◆ Extract provided

Re: Testing if two open descriptors refer to the same inode
From: Florian Weimer
Date: Mon Jul 29 2024 - 05:30:50 EST
* Aleksa Sarai:
> On 2024-07-29, Florian Weimer <fweimer@xxxxxxxxxx> wrote:
>> It was pointed out to me that inode numbers on Linux are no longer
>> expected to be unique per file system, even for local file systems.
>> Applications sometimes need to check if two (open) files are the same.
>> For example, a program may want to use a temporary file if is invoked
>> with input and output files referring to the same file.
>
> Based on the discussions we had at LSF/MM, I believe the "correct" way
> now is to do
>
> name_to_handle_at(fd, "", ..., AT_EMPTY_PATH|AT_HANDLE_FID)
>
> and then use the fhandle as the key to compare inodes. AT_HANDLE_FID is
> needed for filesystems that don't support decoding file handles, and was
> added in Linux 6.6[1]. However, I think this inode issue is only
> relevant for btree filesystems, and I think both btrfs and bcachefs both
> support decoding fhandles so this should work on fairly old kernels
> without issue (though I haven't checked).
> [1]: commit 96b2b072ee62 ("exportfs: allow exporting non-decodeable file handles to userspace")
Thanks, it's not too bad. The name_to_handle_at manual page says that
the handle is supposed to be treated as an opaque value, although it
mentions AT_HANDLE_FID. I think this needs to be fixed that it's
expected to compare the handle bytes, and also say whether it's
necessary to compare the type or not.
> Lennart suggested there should be a way to get this information from
> statx(2) so that you can get this new inode identifier without doing a
> bunch of extra syscalls to verify that inode didn't change between the
> two syscalls. I have a patchset for this, but I suspect it's too ugly
> (we can't return the full file handle so we need to hash it). I'll send
> an RFC later this week or next.
Hashing these things is rather nasty because it makes things impossible
to test.
>> How can we check for this? The POSIX way is to compare st_ino and
>> st_dev in stat output, but if inode numbers are not unique, that will
>> result in files falsely being reported as identical. It's harmless in
>> the temporary file case, but it in other scenarios, it may result in
>> data loss.
>
> (Another problem is that st_dev can be different for the same mount due
> to subvolumes.)
Uh-oh. If st_dev are different, is it still possible that truncating
one path will affect the other with the different st_dev value?
Thanks,
Florian

◆ Work instructions
Name every person mentioned by name in the mailing-list message above about comparing inodes.

◆ Data lines
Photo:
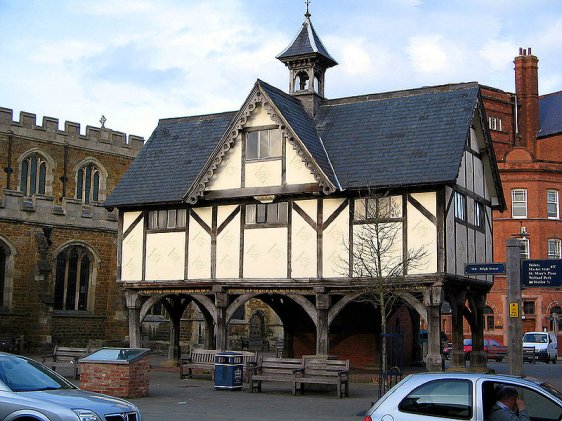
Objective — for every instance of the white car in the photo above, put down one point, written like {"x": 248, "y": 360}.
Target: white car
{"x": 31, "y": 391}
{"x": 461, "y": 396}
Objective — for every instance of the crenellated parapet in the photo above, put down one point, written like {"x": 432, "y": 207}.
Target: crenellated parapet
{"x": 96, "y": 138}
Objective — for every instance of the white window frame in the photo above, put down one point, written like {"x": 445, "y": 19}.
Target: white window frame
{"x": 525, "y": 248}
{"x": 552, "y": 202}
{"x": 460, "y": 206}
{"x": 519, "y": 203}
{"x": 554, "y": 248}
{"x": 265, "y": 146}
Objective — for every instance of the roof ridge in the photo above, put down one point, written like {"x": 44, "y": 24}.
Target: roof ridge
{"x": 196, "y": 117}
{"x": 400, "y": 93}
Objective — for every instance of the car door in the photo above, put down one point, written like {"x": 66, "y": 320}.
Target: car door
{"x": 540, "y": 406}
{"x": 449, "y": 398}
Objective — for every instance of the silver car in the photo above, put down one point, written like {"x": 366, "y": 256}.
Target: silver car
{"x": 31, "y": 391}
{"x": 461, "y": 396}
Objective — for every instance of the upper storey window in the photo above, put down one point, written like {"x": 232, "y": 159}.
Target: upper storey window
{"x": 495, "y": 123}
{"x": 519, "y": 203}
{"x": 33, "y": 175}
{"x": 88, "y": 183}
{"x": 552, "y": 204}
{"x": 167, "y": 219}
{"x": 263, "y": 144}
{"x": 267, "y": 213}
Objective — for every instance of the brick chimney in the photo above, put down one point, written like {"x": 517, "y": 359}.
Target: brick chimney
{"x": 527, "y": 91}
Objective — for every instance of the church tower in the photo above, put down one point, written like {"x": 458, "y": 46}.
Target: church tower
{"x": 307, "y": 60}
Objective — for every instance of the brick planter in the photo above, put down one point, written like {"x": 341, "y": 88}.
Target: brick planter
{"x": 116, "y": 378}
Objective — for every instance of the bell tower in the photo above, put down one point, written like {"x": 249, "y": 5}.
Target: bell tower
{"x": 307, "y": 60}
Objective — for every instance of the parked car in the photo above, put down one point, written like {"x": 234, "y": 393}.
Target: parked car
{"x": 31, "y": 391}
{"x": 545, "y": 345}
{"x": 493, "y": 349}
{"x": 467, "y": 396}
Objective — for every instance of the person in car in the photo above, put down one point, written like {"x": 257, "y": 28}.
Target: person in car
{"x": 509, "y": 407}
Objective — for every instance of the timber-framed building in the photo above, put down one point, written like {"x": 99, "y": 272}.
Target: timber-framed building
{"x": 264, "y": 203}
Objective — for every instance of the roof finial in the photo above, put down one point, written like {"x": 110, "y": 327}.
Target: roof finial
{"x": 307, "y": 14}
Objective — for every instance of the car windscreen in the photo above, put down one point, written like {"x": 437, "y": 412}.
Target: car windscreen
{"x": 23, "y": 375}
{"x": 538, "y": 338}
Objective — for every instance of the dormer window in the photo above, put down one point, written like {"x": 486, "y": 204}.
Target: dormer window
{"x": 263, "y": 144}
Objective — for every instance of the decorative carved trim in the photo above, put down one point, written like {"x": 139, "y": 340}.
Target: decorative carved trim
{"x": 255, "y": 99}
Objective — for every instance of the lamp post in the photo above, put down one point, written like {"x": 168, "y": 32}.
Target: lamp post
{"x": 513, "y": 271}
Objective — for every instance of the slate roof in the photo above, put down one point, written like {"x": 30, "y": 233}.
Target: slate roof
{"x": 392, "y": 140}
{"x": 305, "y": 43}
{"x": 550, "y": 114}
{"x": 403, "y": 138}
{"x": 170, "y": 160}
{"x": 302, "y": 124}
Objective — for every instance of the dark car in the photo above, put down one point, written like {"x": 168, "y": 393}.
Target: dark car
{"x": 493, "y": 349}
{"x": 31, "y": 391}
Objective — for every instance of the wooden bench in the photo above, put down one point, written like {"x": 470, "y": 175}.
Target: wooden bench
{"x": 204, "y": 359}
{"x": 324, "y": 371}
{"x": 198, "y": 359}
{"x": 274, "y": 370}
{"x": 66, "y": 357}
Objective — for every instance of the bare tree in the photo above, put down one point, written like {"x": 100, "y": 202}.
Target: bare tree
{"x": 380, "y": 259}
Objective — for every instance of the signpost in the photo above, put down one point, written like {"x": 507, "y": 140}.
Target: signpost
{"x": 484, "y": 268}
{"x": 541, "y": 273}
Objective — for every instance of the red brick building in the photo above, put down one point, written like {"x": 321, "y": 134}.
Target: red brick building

◆ Response below
Florian Weimer, Aleksa Sarai, Lennart